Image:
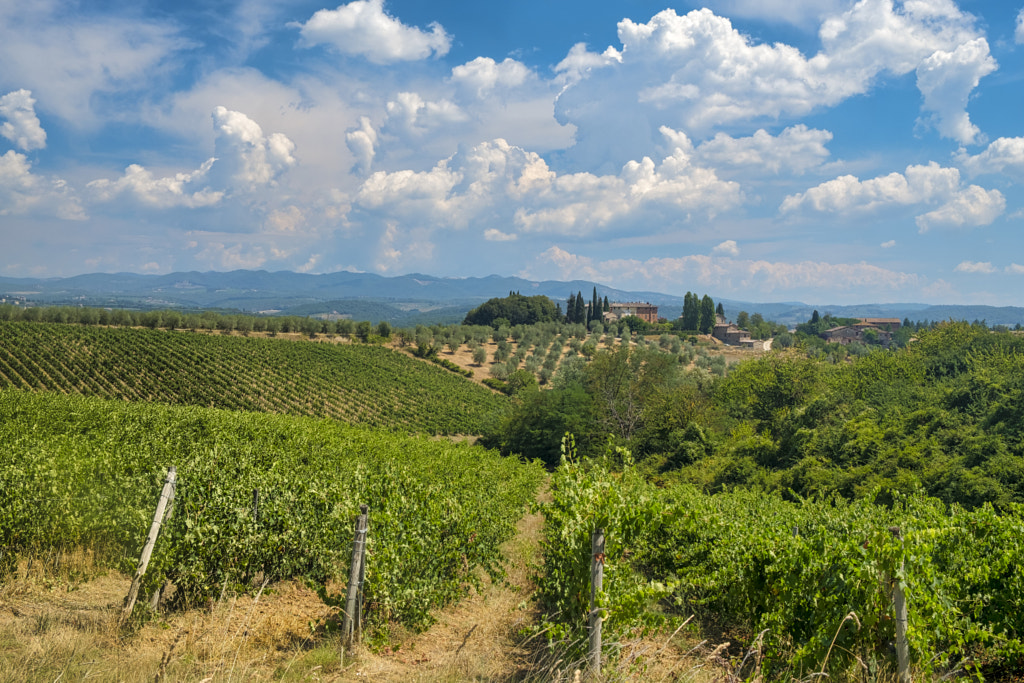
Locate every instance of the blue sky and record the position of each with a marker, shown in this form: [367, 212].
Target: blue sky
[822, 151]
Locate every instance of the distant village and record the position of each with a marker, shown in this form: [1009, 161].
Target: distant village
[876, 331]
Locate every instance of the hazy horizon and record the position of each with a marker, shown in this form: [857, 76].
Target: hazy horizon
[806, 151]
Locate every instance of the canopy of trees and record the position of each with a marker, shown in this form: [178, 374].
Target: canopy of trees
[943, 416]
[515, 309]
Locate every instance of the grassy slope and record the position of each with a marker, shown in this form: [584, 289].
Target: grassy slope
[352, 383]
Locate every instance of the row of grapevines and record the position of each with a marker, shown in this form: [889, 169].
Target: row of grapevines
[353, 383]
[750, 562]
[87, 472]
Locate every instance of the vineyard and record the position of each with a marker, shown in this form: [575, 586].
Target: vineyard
[86, 473]
[360, 384]
[805, 588]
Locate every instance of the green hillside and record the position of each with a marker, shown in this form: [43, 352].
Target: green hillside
[86, 473]
[352, 383]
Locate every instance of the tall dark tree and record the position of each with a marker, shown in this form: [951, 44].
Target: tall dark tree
[580, 310]
[691, 311]
[707, 315]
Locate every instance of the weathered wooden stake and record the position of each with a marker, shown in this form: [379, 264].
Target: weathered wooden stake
[363, 572]
[166, 497]
[596, 579]
[352, 590]
[899, 606]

Work to complete: Find the lines above that contain the word "instance" and copy each one.

Output for this exercise:
Locate every instance of the blue sky and record the position of each with a marker, shown in this form: [367, 212].
Locate every instance of the distant village and record the position of each with a marker, shown in this form: [1009, 161].
Locate every instance of the hazy horizon and record the position of each with a marker, shown in this form: [857, 76].
Locate every instance of the canopy of trees and record the position of each with a marker, shown in this form: [178, 374].
Locate every instance of the grassy slope and record the position of each with a marker, shown in this form: [584, 289].
Locate every instance of the row of grapevines and record the position of each with a marker, shown in this form: [889, 169].
Locate every instance of the vineyard and record the position of each with a marker, shown in this form: [575, 586].
Locate every instance of the green hillside and record the position of each with a marker, shown in this form: [43, 352].
Locate every instance of the tall dark tree and record the position of each with a marker, shown in this form: [951, 44].
Locate every instance of the weathered wooden stake and record the position of each with a marker, shown in this form: [379, 264].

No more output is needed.